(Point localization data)
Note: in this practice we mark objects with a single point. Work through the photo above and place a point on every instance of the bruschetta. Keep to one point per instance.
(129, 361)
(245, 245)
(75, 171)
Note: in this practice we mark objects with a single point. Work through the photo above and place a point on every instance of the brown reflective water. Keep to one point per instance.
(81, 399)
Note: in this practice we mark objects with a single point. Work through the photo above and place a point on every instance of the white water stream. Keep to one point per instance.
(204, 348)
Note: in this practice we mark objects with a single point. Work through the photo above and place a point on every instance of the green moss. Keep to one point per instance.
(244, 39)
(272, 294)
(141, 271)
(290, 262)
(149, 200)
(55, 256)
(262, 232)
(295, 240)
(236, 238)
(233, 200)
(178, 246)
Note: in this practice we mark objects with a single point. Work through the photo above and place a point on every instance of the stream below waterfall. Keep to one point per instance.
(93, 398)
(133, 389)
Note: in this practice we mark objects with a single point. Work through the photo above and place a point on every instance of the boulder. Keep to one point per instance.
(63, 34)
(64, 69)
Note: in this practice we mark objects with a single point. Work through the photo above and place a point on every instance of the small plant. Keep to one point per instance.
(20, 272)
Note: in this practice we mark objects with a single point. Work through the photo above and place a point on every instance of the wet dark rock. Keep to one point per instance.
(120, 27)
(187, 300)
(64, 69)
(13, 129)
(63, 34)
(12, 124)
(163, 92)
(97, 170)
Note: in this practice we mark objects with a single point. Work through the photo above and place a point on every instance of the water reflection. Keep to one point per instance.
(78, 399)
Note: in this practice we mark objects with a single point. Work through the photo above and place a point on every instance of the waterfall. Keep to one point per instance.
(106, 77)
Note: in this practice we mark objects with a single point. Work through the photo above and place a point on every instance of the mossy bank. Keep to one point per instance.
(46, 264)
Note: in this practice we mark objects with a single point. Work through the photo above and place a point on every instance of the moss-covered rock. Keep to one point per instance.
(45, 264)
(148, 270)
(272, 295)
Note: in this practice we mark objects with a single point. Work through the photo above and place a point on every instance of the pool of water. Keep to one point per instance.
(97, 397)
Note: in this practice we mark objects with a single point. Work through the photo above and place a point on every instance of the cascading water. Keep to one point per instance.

● Problem to solve
Extract the data exactly as given.

● Result of this task
Note: in this practice we mark objects with a single point. Work through the photo above and place a point on every instance of the bruschetta. Keep to one point per instance.
(129, 361)
(245, 245)
(75, 171)
Note: in this practice we mark objects with a single point. Work through the photo above and place a point on every instance of the brown reflective water. Keep to one point per instance.
(81, 399)
Note: in this practice we mark objects with a single point. Work through the photo above and place a point on every instance of the white water stream. Keep to one point per instance.
(204, 348)
Note: in this practice we mark objects with a single point. Work through the photo above and place a point on every instance of the green moss. Keep to one point per instance.
(244, 39)
(272, 294)
(141, 271)
(290, 262)
(149, 200)
(55, 256)
(262, 232)
(295, 240)
(236, 238)
(233, 200)
(178, 246)
Note: in this practice we mark objects with a single point. Work through the photo above and place a point on every instance of the stream below waterfall. Keep to one point per instance.
(93, 398)
(133, 389)
Note: in this practice we mark objects with a single point. Work through the photo above and place a point on every instance of the boulder. Keep to one point per instance.
(63, 34)
(64, 69)
Note: in this practice we mark objects with a single point. Work through the photo above and place a point on every instance of the small plant. Keep to one point per instance.
(20, 272)
Note: in this practice we mark objects with a single point. Work through the photo above and place a point on every instance of the wet dark rock. Keep to one point per instance.
(120, 27)
(187, 300)
(64, 69)
(13, 129)
(63, 34)
(12, 124)
(163, 92)
(97, 170)
Note: in this practice we mark objects with a single point. Work through the photo above and place a point on every instance of the water reflection. Keep to one point per instance.
(78, 399)
Note: in this practice we mark objects with a single point. Work through the photo above and place a point on every instance of the waterfall. Keep to one point per instance.
(106, 77)
Note: in this practice we mark objects with a single point. Work through the photo above and place a point on every instance of the mossy bank. Keep to one point per instance.
(46, 264)
Note: in this practice we mark objects with a single point. Work through the photo above and place a point on every instance of the moss-covered rock. Keep to one point per instance.
(45, 264)
(148, 270)
(272, 295)
Note: in this practice we mark objects with a single point. Work through the photo above and place a point on every instance of the pool of water. Keep to one point per instance.
(97, 397)
Note: in this practice we mark objects with a single point. Work through the photo above and place a point on every instance of the cascading water. Keep to one point per instance.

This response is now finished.